Point labeling examples:
►

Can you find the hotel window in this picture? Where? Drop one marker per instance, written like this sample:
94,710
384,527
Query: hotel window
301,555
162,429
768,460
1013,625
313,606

◄

§ What is being asked: Print the records above again, line for line, with no changes.

§ Completed task:
Can you find the hotel window in this picture? Where? Drop one marker per instance, written like this sample:
94,710
384,527
Query: hotel window
301,555
162,429
768,460
1013,625
313,606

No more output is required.